▶ [Coordinate annotation entries]
━━━━━━
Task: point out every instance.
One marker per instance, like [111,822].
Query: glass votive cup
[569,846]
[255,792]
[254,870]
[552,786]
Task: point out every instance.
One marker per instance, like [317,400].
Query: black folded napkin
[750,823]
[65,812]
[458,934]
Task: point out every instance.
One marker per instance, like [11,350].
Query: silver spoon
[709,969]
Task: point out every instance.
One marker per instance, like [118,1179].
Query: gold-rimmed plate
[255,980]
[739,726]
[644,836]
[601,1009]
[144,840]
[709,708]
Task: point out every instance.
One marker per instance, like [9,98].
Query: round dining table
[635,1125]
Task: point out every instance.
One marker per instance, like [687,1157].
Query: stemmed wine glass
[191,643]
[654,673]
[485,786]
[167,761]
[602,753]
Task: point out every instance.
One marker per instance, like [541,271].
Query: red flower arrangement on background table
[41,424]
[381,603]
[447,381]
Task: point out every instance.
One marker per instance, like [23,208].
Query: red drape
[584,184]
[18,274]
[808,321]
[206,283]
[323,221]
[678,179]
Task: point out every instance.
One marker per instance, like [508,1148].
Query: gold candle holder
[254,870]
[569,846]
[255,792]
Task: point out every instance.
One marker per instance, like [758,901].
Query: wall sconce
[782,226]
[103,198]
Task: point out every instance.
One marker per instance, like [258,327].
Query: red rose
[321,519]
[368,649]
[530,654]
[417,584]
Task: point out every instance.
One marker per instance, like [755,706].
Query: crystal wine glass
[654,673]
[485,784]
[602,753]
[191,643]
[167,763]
━━━━━━
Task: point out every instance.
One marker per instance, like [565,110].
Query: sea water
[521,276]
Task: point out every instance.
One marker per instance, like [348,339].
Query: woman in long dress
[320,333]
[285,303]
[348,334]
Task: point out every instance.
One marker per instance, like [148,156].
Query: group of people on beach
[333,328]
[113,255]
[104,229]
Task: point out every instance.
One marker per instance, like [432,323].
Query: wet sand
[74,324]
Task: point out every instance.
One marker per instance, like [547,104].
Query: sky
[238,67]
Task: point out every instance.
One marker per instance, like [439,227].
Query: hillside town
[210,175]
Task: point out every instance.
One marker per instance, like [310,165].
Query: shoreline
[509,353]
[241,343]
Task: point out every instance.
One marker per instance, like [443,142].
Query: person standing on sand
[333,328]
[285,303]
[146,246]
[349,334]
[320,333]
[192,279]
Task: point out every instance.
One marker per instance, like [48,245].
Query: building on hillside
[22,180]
━━━━━━
Count the lines of the material above that contain the string "wine", and give only the number.

2